GOAL.
Repeat all the records exactly, omitting pictures.
== DATASET ROWS
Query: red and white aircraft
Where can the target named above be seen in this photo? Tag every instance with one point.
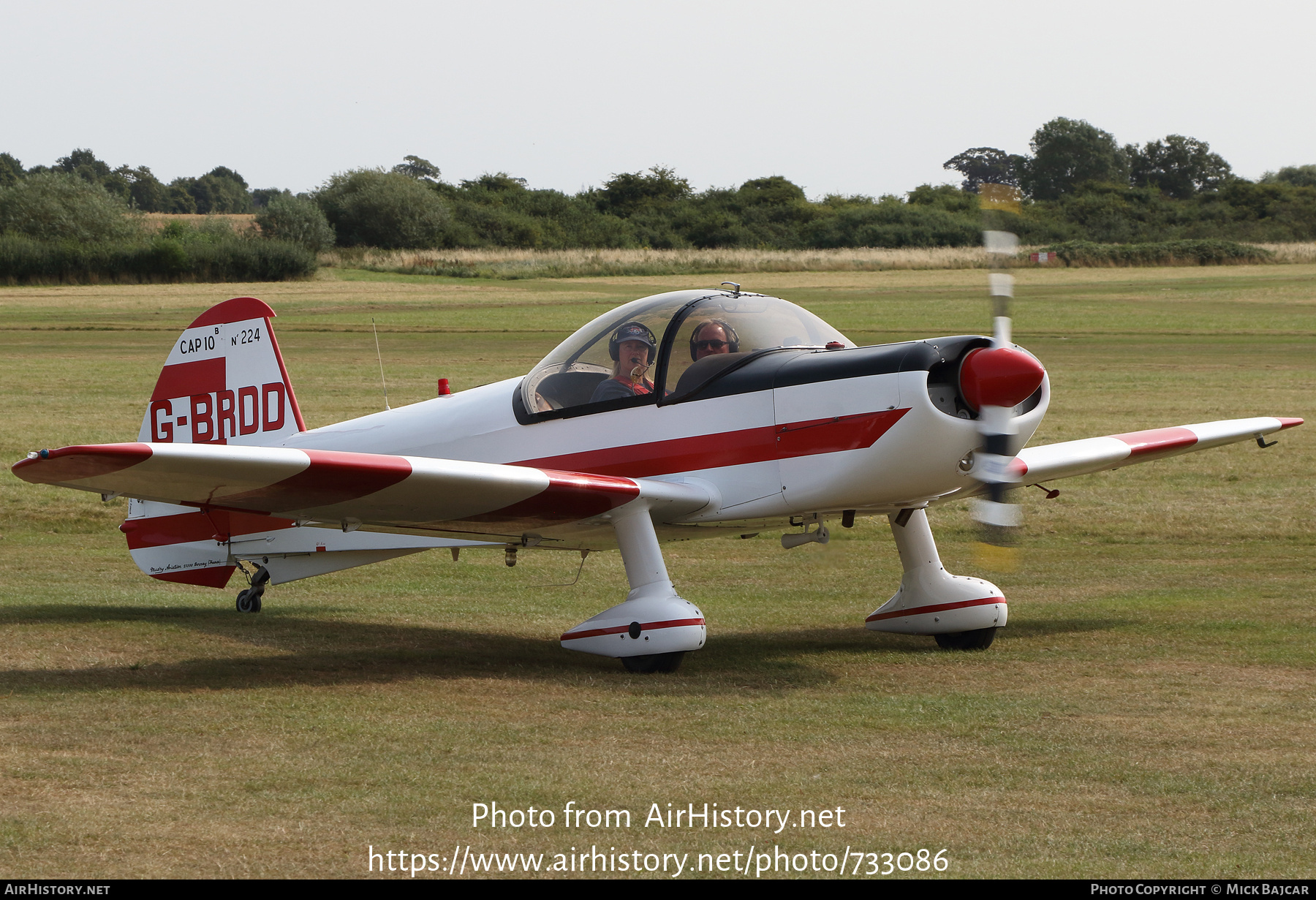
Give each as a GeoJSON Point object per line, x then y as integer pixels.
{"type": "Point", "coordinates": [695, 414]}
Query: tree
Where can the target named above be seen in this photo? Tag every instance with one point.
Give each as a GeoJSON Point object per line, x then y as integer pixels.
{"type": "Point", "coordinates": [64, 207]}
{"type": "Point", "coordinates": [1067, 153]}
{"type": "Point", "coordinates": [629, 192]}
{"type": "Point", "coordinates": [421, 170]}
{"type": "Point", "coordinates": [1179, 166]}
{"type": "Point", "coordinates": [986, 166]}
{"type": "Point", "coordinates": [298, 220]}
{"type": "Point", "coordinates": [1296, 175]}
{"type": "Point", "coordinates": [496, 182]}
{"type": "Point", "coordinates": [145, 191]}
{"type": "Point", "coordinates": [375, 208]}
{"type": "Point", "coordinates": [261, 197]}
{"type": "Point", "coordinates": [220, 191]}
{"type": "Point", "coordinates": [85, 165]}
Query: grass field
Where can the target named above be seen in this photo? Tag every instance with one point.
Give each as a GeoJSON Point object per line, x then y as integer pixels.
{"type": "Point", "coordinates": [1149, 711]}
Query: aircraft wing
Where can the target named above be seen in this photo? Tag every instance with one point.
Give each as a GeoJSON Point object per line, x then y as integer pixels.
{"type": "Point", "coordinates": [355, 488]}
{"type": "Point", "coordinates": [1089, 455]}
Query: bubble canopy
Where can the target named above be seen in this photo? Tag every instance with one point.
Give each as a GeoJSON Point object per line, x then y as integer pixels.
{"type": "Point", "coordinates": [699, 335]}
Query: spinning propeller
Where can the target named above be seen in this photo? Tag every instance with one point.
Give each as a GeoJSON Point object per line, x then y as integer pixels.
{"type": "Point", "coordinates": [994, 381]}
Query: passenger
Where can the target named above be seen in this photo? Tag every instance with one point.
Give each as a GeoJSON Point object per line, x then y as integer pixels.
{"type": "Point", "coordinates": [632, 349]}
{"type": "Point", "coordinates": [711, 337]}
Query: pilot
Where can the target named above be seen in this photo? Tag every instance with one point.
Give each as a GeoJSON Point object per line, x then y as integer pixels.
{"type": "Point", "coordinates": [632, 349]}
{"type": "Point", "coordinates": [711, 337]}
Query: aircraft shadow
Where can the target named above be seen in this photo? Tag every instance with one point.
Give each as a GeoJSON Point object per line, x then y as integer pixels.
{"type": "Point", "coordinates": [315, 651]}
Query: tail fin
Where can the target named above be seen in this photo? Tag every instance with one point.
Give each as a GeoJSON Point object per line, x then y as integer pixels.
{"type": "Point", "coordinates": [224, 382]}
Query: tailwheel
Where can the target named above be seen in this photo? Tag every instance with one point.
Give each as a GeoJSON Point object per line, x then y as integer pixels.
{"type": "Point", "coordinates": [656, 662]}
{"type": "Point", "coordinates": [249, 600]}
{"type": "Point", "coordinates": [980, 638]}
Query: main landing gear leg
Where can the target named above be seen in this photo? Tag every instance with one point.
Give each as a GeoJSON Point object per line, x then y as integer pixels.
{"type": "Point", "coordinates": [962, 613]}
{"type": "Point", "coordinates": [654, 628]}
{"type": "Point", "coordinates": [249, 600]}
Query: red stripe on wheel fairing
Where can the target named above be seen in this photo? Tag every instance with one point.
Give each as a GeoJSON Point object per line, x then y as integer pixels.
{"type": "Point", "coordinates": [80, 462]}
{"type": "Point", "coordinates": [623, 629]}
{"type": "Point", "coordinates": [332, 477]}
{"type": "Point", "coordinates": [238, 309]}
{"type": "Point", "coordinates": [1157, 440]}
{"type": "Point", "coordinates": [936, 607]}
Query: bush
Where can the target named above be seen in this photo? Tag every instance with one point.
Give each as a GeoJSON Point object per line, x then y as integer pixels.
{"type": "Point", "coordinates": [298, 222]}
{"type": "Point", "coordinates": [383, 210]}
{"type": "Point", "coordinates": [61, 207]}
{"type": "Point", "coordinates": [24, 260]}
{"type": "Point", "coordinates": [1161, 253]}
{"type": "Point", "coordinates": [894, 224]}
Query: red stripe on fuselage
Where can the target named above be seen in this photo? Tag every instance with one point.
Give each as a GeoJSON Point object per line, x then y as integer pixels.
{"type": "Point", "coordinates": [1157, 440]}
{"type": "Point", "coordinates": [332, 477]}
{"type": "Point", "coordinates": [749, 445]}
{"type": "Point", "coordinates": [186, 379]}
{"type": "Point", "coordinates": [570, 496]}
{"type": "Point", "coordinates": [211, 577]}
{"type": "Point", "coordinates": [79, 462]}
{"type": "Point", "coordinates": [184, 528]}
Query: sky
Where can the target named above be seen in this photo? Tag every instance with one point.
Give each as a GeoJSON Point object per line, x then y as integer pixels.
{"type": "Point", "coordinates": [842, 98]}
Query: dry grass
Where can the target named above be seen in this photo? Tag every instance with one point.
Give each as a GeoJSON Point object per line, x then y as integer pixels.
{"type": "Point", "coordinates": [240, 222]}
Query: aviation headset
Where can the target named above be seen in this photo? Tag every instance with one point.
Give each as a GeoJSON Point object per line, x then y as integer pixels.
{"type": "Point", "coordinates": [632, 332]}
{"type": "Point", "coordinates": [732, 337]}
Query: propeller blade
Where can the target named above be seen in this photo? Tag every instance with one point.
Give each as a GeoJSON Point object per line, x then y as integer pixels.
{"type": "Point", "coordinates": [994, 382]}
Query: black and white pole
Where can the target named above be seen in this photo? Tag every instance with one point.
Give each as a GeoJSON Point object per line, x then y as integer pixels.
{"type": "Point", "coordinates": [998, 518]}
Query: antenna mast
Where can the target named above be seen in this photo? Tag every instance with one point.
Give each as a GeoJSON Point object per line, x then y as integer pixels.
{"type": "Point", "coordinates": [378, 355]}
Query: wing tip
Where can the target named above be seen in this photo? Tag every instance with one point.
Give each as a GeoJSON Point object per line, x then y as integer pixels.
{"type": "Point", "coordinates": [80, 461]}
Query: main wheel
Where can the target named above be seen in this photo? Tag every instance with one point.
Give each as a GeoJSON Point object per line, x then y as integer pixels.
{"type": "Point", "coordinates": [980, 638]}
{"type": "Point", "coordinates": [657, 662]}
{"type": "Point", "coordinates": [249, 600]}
====
TASK ANSWER.
Query: red and white aircraft
Where can the target named above be seen in this photo? Tag every instance with one point.
Give each as a GeoJSON Point object per line, x then y as integer pixels.
{"type": "Point", "coordinates": [695, 414]}
Query: tree
Where can the target named above be seen in this photo? Tag every instance with one point.
Give each as a GeoJSON Point object per line, x then y as integer pixels.
{"type": "Point", "coordinates": [64, 207]}
{"type": "Point", "coordinates": [1067, 153]}
{"type": "Point", "coordinates": [629, 192]}
{"type": "Point", "coordinates": [421, 170]}
{"type": "Point", "coordinates": [1179, 166]}
{"type": "Point", "coordinates": [986, 166]}
{"type": "Point", "coordinates": [298, 220]}
{"type": "Point", "coordinates": [1296, 175]}
{"type": "Point", "coordinates": [496, 182]}
{"type": "Point", "coordinates": [145, 191]}
{"type": "Point", "coordinates": [375, 208]}
{"type": "Point", "coordinates": [261, 197]}
{"type": "Point", "coordinates": [220, 191]}
{"type": "Point", "coordinates": [85, 165]}
Query: grass field
Where can the target named above be seen in this photo? Tag every instance with one point.
Give each as a GeoJSON Point object per line, x then y as integer pixels.
{"type": "Point", "coordinates": [1149, 711]}
Query: aircraft wing
Where can the target named above be seen in this photo? Tag every instance with one point.
Give each as a GeoJSON Point object per line, x then y as integer pixels.
{"type": "Point", "coordinates": [355, 488]}
{"type": "Point", "coordinates": [1089, 455]}
Query: bubble canopy
Where can the target named above be seen in this photo? Tag every instance with one point.
Give each as a GeoJSON Point object per line, x then y as integer pixels.
{"type": "Point", "coordinates": [699, 335]}
Query: spinning propeller
Where can the target named above be seen in this photo? Tag every instance with one point.
Give each as a GeoJSON Point object per line, x then y as integer pixels.
{"type": "Point", "coordinates": [994, 381]}
Query: passenger
Where can the target named above be seen in this photo? Tag every instance with one point.
Give each as a GeoJSON Point object per line, x then y as integer pixels.
{"type": "Point", "coordinates": [632, 349]}
{"type": "Point", "coordinates": [711, 337]}
Query: pilot
Where can the target named above be seen in this photo? Tag every instance with one point.
Give each as a GeoJSON Point object per line, x then y as integer pixels.
{"type": "Point", "coordinates": [632, 349]}
{"type": "Point", "coordinates": [711, 337]}
Query: aircraft shadow
Where can the target named above be seen in this photo? Tag every instance with one point.
Give each as a GeoJSON Point object per line, x then y as integer pixels.
{"type": "Point", "coordinates": [315, 651]}
Query: tail fin
Where can the target named above be seen in this photo? Tag every instance with one point.
Give each as a GeoJSON Point object per line, x then y as integer pixels.
{"type": "Point", "coordinates": [224, 382]}
Query: tailwheel
Where can the target named above be seen in this photo? Tag every instance with one point.
Give each as a GeoJSON Point object per line, x then y as integer pixels.
{"type": "Point", "coordinates": [656, 662]}
{"type": "Point", "coordinates": [249, 600]}
{"type": "Point", "coordinates": [980, 638]}
Query: main landing gear leg
Where can the target named above be seen in this photo? Tag every instance with one point.
Give each as a GeoJSON Point object per line, x then y as integer pixels.
{"type": "Point", "coordinates": [962, 613]}
{"type": "Point", "coordinates": [654, 628]}
{"type": "Point", "coordinates": [249, 600]}
Query: red stripe on wheel fairing
Where can the target named above be seen in this photo? Tag every instance with one point.
Give each as a GeoJSON Point object per line, x then y as integer pixels.
{"type": "Point", "coordinates": [80, 462]}
{"type": "Point", "coordinates": [623, 629]}
{"type": "Point", "coordinates": [332, 477]}
{"type": "Point", "coordinates": [238, 309]}
{"type": "Point", "coordinates": [1157, 440]}
{"type": "Point", "coordinates": [936, 607]}
Query: bush
Where can the target named above be seen in this photo? Tag every instance with one point.
Give each as a GeoJSON Point object per line, x then y as integer pixels.
{"type": "Point", "coordinates": [298, 222]}
{"type": "Point", "coordinates": [383, 210]}
{"type": "Point", "coordinates": [61, 207]}
{"type": "Point", "coordinates": [24, 260]}
{"type": "Point", "coordinates": [1161, 253]}
{"type": "Point", "coordinates": [894, 224]}
Query: red stripe on fuselage
Where can the target named above be seen in this photo? Tag every instance with one point.
Give each as a GeoJSON Point object per line, x then y as integer pixels.
{"type": "Point", "coordinates": [1157, 440]}
{"type": "Point", "coordinates": [332, 477]}
{"type": "Point", "coordinates": [749, 445]}
{"type": "Point", "coordinates": [186, 379]}
{"type": "Point", "coordinates": [570, 496]}
{"type": "Point", "coordinates": [211, 577]}
{"type": "Point", "coordinates": [79, 462]}
{"type": "Point", "coordinates": [184, 528]}
Query: sky
Where can the target named above be seen in this photo? Tag every instance with one point.
Give each as a GeoJSON Point object per line, x then y as integer pixels.
{"type": "Point", "coordinates": [842, 98]}
Query: dry grass
Where can the target named above be seen in this photo? Tag every instance with one point.
Give each as a GeoJSON Point object per line, x then y as integer pixels.
{"type": "Point", "coordinates": [240, 222]}
Query: aviation headset
Where can the target named above be seen in this photo? Tag every instance with one point.
Give each as a GeoJSON Point object per line, x then y as integer pixels.
{"type": "Point", "coordinates": [632, 332]}
{"type": "Point", "coordinates": [732, 337]}
Query: propeller blade
Where can the target named above be seen in this photo? Tag every instance with one point.
Give each as a GeoJSON Point object per line, x then y as integer pixels.
{"type": "Point", "coordinates": [994, 382]}
Query: black and white pole
Where can the target named above be seen in this photo? Tag every instance with one point.
Give each as a GeoJSON Point object per line, x then y as integer pixels.
{"type": "Point", "coordinates": [998, 518]}
Query: antenna mast
Where can the target named above be seen in this photo? Tag every instance with one point.
Give each as a GeoJSON Point object per line, x then y as integer pixels.
{"type": "Point", "coordinates": [378, 355]}
Query: wing tip
Where can the target named above be seen in this photo? Tag every instance with one point.
Give each as a GeoJSON Point object per line, x then y as integer pixels.
{"type": "Point", "coordinates": [80, 461]}
Query: main wheel
Where can the target named above be seen in this photo? Tag every instance with one point.
Give each as a GeoJSON Point object per line, x then y as integer pixels.
{"type": "Point", "coordinates": [980, 638]}
{"type": "Point", "coordinates": [657, 662]}
{"type": "Point", "coordinates": [249, 600]}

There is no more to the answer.